Text to read:
---*---

I think this is the key takeaway. If you are parsing huge JSON documents, this will make a difference.
Otherwise, it's super hard to beat Python3's native implementation. I've tried them all - hyperjson, orjson, ujson... none of them provide any significant gains on parse speed of smallish JSON documents, even if you are parsing thousands of small(ish) JSON documents in a row.
There was no trick I could find (although treating all strings as bytes instead of using PyUnicode_DecodeUTF8/unicode_decode_utf8 was a fairly large gain on string-heavy documents) to reduce the cost of bringing the document into Python land, so I added a quick hack to push the filtering down into C, since most of my use cases only need a small part of the full document.
I thought a bit about this - I think you could do a lot faster if you had a 'bulk' method to create lots of Python objects in one hit. I don't know it that's feasible, as I don't know much about the innards of Python, but there's no reason one couldn't keep goofing around with SIMD code and branch-free stuff all the way until you've created objects.

---*---

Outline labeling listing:
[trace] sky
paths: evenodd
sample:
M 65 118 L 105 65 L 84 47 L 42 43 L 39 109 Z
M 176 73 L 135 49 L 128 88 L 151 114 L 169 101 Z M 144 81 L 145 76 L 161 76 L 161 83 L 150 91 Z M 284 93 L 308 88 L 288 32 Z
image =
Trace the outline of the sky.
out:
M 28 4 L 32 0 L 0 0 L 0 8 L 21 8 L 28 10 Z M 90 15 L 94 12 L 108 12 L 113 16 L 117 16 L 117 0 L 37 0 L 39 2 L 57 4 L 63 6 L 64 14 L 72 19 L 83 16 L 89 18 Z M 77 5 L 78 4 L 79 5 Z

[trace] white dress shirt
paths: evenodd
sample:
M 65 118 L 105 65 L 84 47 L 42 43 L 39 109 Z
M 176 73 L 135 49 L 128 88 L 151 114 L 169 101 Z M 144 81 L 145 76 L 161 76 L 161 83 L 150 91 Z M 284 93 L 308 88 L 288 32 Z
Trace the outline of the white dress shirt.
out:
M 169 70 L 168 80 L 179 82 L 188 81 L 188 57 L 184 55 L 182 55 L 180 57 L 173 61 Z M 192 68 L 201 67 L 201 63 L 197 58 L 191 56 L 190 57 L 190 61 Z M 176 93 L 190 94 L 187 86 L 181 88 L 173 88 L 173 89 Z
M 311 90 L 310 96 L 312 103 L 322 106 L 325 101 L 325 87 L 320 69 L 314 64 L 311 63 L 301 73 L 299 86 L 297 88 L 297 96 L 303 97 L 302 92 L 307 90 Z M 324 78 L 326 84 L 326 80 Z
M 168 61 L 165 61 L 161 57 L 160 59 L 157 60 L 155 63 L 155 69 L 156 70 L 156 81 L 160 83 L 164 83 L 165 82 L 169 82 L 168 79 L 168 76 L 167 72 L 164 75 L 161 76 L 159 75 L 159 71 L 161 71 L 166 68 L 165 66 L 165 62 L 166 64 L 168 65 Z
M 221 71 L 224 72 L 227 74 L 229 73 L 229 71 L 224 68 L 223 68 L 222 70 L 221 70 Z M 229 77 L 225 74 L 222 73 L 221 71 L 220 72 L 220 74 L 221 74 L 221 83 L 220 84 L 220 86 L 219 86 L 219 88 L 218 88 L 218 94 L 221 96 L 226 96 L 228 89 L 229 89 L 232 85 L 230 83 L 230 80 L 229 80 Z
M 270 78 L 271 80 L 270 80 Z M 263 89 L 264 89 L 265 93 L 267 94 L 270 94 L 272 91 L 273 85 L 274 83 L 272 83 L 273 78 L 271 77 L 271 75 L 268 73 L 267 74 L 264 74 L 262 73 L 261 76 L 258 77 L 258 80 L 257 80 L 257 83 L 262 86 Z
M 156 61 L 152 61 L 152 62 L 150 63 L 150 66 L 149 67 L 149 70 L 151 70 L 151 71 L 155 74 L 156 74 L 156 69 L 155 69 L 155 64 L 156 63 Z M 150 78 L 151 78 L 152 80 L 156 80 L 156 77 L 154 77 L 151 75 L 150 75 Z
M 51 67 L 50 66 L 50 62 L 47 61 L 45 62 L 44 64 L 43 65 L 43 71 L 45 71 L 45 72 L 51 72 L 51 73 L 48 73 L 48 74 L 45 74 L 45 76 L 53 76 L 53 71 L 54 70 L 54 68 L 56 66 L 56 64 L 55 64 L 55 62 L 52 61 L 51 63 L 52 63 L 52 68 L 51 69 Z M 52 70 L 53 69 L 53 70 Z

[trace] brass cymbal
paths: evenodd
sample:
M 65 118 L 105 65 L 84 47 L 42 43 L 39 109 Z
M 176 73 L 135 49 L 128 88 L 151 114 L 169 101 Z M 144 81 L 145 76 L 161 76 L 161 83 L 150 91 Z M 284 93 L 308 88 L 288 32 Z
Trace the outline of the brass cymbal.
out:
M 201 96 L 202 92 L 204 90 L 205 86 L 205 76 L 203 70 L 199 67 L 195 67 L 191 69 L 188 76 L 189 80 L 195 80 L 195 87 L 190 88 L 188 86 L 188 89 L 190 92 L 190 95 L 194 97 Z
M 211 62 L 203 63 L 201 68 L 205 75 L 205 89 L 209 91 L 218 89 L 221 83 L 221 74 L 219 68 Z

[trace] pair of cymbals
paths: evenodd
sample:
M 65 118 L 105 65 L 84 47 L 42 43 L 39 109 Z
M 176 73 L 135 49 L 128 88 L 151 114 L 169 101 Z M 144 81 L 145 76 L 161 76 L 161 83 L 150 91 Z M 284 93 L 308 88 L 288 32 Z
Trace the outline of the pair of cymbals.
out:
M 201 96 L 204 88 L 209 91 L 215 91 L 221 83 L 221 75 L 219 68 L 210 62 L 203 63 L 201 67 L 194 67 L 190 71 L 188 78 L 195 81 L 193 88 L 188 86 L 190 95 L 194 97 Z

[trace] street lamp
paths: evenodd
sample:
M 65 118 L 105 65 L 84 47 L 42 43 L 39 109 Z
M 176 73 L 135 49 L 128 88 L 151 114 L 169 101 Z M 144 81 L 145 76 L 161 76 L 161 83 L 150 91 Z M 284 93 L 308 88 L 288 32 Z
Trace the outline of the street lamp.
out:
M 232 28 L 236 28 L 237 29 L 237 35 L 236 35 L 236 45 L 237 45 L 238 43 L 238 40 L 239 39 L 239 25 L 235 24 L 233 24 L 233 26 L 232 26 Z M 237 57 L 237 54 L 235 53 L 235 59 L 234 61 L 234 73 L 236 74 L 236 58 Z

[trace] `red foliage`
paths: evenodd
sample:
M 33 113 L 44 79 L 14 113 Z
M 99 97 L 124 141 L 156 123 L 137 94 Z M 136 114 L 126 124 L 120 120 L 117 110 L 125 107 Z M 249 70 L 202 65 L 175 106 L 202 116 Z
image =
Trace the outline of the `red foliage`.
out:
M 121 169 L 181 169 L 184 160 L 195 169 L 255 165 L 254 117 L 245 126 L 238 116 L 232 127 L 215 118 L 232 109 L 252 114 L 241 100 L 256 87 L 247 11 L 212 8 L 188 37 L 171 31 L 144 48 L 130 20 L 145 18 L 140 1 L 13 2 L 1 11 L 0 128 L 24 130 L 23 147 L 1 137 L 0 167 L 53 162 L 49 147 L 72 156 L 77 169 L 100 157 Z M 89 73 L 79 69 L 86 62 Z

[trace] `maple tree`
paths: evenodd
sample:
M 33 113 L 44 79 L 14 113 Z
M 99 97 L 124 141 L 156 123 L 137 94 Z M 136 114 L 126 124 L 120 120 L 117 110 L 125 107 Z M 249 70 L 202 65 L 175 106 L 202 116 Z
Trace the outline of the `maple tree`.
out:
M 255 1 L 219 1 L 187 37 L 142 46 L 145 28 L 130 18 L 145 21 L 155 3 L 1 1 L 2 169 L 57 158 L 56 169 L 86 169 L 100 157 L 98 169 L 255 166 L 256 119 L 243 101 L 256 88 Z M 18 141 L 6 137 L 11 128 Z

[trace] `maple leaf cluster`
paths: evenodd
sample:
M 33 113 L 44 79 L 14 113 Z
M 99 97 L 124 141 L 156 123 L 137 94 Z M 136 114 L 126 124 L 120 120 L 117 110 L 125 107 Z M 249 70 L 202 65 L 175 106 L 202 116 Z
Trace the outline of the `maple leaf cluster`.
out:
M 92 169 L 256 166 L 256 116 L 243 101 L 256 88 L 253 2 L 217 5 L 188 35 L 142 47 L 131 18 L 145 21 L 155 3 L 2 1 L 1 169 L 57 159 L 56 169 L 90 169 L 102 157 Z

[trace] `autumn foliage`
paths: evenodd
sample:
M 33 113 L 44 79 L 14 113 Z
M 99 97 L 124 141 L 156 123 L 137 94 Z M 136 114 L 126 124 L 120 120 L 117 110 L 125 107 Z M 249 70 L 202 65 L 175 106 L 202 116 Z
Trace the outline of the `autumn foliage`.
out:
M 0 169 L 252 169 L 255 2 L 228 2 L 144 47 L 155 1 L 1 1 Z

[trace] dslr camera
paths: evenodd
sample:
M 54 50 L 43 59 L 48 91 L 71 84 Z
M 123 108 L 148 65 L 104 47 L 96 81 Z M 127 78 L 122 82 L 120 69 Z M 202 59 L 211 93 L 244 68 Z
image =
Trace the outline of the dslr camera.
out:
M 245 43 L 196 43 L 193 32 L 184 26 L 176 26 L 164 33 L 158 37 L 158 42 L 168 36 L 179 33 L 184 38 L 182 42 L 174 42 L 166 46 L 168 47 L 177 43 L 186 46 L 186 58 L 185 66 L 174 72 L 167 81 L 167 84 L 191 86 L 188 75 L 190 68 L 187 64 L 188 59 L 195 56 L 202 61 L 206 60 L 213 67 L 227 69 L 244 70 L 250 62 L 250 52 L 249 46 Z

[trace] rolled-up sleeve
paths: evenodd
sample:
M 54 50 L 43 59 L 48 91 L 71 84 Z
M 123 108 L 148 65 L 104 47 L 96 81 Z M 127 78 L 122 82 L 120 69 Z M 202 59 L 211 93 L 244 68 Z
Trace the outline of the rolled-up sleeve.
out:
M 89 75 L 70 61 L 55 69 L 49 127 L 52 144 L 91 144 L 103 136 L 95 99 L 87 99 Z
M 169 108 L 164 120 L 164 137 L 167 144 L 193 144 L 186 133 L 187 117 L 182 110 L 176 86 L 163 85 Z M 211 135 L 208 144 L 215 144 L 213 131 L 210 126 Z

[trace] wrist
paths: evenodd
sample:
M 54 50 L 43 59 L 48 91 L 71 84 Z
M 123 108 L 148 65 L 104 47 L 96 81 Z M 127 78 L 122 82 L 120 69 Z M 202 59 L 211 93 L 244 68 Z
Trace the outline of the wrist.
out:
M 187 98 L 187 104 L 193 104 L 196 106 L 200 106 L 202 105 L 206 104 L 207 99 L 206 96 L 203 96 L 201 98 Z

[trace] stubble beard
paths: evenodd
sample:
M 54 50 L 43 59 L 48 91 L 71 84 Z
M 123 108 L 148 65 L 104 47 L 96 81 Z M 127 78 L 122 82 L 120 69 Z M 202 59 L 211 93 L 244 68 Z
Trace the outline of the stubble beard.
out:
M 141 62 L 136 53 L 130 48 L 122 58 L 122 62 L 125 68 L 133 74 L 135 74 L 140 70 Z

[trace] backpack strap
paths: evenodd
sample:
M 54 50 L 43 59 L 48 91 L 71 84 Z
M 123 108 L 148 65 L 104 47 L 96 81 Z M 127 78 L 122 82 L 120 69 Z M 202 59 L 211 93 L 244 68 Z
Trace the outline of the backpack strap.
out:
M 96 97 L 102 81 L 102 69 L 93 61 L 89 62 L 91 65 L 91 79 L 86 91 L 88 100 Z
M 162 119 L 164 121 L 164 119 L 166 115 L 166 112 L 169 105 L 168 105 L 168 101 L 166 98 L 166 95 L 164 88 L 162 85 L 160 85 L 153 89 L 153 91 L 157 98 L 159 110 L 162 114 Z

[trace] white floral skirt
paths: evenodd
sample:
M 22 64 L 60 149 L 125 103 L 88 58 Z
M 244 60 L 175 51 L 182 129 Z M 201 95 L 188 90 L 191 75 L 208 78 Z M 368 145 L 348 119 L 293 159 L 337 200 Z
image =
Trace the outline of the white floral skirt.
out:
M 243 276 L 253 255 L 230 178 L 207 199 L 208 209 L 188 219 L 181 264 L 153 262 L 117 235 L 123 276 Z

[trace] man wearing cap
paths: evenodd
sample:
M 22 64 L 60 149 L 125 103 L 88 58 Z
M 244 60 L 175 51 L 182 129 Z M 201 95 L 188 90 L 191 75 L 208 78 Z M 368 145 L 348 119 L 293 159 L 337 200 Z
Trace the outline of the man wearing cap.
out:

---*---

Exercises to complete:
1. Print the forum thread on Python JSON parsing speed in full, word for word.
2. List every line in the listing that contains the string "white".

Problem solutions:
1.
I think this is the key takeaway. If you are parsing huge JSON documents, this will make a difference.
Otherwise, it's super hard to beat Python3's native implementation. I've tried them all - hyperjson, orjson, ujson... none of them provide any significant gains on parse speed of smallish JSON documents, even if you are parsing thousands of small(ish) JSON documents in a row.
There was no trick I could find (although treating all strings as bytes instead of using PyUnicode_DecodeUTF8/unicode_decode_utf8 was a fairly large gain on string-heavy documents) to reduce the cost of bringing the document into Python land, so I added a quick hack to push the filtering down into C, since most of my use cases only need a small part of the full document.
I thought a bit about this - I think you could do a lot faster if you had a 'bulk' method to create lots of Python objects in one hit. I don't know it that's feasible, as I don't know much about the innards of Python, but there's no reason one couldn't keep goofing around with SIMD code and branch-free stuff all the way until you've created objects.

2.
[trace] white dress shirt
Trace the outline of the white dress shirt.
[trace] white floral skirt
Trace the outline of the white floral skirt.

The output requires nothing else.